Count the lines in the listing below that contain the string "aircraft". Give only the number.

■ Input records ■
----------------------------------------

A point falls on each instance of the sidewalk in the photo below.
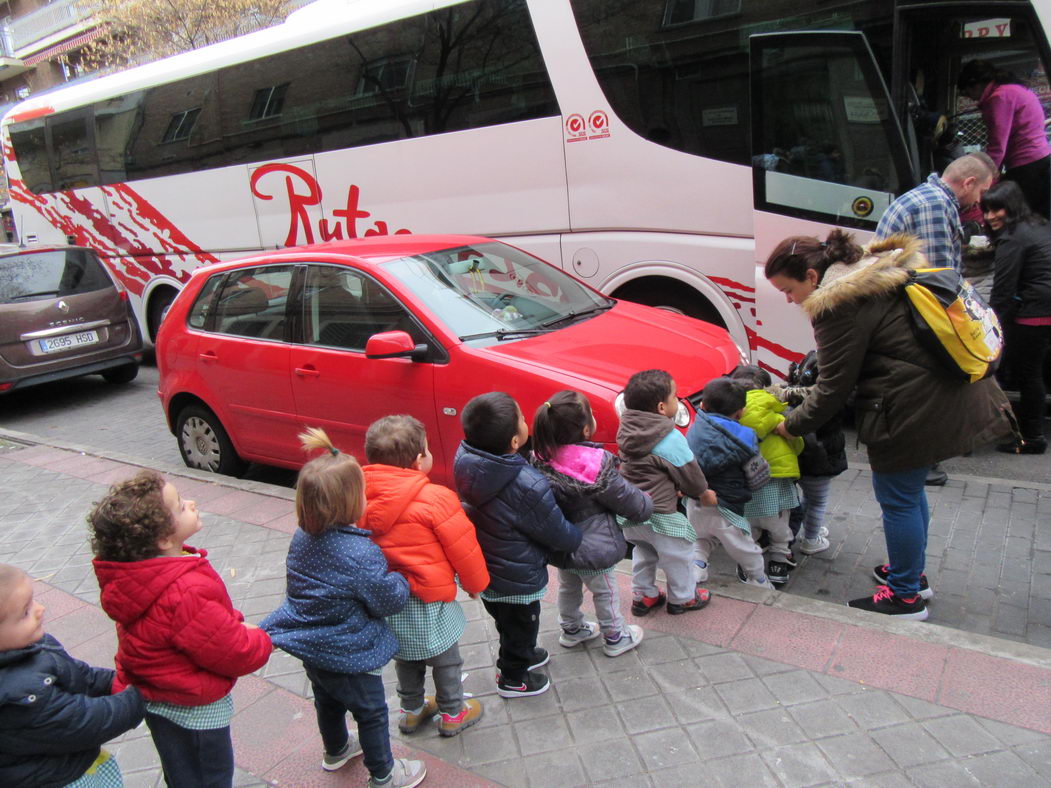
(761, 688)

----------------------------------------

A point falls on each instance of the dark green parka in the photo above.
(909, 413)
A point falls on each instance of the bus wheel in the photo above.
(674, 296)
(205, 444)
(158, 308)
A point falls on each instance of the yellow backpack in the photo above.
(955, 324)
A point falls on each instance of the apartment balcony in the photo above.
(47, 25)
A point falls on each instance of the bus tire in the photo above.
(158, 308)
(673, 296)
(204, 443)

----------------------------------------

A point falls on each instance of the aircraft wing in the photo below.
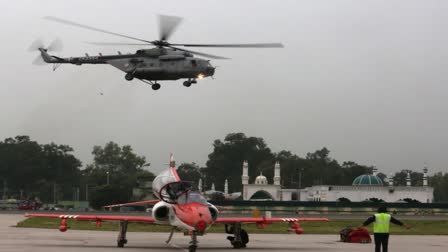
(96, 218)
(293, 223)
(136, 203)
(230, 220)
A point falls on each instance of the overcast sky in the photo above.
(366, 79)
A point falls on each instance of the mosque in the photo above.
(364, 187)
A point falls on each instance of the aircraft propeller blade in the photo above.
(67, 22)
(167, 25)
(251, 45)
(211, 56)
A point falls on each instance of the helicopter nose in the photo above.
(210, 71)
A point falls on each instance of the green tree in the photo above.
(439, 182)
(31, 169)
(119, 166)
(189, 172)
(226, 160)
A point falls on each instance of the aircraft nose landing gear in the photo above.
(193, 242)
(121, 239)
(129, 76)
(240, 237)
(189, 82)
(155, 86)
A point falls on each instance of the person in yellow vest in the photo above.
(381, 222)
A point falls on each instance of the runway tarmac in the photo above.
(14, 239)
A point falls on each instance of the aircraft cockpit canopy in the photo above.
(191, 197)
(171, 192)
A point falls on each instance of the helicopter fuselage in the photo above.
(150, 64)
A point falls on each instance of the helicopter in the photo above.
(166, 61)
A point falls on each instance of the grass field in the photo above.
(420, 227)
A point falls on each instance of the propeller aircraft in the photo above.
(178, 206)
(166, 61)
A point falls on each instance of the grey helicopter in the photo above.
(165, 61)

----------------------------------------

■ Written response ■
5